[Data excerpts]
━━━━━━━━━━━━━━━━

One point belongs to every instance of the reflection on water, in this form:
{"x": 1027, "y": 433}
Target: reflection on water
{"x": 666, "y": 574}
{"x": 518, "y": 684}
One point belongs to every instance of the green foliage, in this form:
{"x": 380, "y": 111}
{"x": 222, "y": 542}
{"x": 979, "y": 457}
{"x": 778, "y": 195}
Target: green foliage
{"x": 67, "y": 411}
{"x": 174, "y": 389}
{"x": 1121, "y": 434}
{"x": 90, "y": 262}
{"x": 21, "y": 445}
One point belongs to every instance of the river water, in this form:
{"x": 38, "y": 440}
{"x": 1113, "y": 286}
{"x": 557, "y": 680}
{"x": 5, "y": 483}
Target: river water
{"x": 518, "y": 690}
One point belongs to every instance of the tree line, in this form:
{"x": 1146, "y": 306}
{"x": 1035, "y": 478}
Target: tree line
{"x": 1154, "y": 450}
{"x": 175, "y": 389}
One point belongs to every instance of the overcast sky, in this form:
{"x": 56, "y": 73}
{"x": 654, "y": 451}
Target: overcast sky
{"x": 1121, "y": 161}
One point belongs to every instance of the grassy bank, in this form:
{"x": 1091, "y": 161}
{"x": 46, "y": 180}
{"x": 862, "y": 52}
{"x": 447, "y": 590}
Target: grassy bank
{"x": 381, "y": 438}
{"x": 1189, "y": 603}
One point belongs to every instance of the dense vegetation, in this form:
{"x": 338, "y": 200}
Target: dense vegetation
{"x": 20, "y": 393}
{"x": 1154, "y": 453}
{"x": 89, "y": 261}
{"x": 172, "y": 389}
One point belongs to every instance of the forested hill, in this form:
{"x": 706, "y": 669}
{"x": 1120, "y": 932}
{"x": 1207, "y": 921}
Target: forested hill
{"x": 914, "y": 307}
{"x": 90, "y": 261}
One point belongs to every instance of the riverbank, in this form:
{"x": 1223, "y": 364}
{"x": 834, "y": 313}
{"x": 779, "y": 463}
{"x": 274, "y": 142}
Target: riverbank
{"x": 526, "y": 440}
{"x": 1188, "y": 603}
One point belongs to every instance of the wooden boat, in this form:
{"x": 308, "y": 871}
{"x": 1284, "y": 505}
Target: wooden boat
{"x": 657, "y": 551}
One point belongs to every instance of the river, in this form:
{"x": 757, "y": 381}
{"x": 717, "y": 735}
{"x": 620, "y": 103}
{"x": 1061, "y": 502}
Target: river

━━━━━━━━━━━━━━━━

Write out the data above once more, exactly as it stands.

[Exercise solution]
One point belongs to every instance of the reflection on water, in this form:
{"x": 1027, "y": 433}
Target: reflection on water
{"x": 666, "y": 574}
{"x": 518, "y": 684}
One point belongs to every instance of the green foliage, in this form:
{"x": 380, "y": 111}
{"x": 222, "y": 542}
{"x": 979, "y": 457}
{"x": 778, "y": 195}
Target: green foliage
{"x": 67, "y": 411}
{"x": 174, "y": 389}
{"x": 1121, "y": 434}
{"x": 90, "y": 262}
{"x": 21, "y": 445}
One point belongs to every instance of the river water, in this form:
{"x": 38, "y": 440}
{"x": 1113, "y": 286}
{"x": 557, "y": 680}
{"x": 5, "y": 483}
Target: river water
{"x": 518, "y": 690}
One point belongs to every instance of the tree line, in this form:
{"x": 1146, "y": 306}
{"x": 1035, "y": 478}
Target: tree line
{"x": 1154, "y": 450}
{"x": 175, "y": 389}
One point belongs to every instance of the overcast sky, in this form:
{"x": 56, "y": 73}
{"x": 654, "y": 451}
Target: overcast sky
{"x": 1121, "y": 161}
One point belongs to every instance of the grassy bank, in this form:
{"x": 1091, "y": 161}
{"x": 46, "y": 180}
{"x": 862, "y": 52}
{"x": 447, "y": 590}
Target: grassy bank
{"x": 381, "y": 438}
{"x": 1189, "y": 603}
One point belongs to every instance of the dense vegetation, in this form:
{"x": 338, "y": 200}
Target: dense vegetation
{"x": 20, "y": 393}
{"x": 1154, "y": 453}
{"x": 89, "y": 261}
{"x": 172, "y": 389}
One point belongs to every instance of the forested hill, in this form:
{"x": 706, "y": 669}
{"x": 1120, "y": 932}
{"x": 1207, "y": 921}
Target: forested hill
{"x": 914, "y": 307}
{"x": 90, "y": 261}
One point belongs to every instance of the riverbank, in this form:
{"x": 1223, "y": 364}
{"x": 834, "y": 313}
{"x": 779, "y": 463}
{"x": 274, "y": 142}
Target: riverbank
{"x": 526, "y": 440}
{"x": 1188, "y": 603}
One point belongs to every instance of the wooden boat, in this form:
{"x": 308, "y": 871}
{"x": 1284, "y": 505}
Target: wooden boat
{"x": 657, "y": 551}
One point belongs to every instance of the river, in this form:
{"x": 757, "y": 381}
{"x": 717, "y": 735}
{"x": 620, "y": 103}
{"x": 1061, "y": 502}
Target: river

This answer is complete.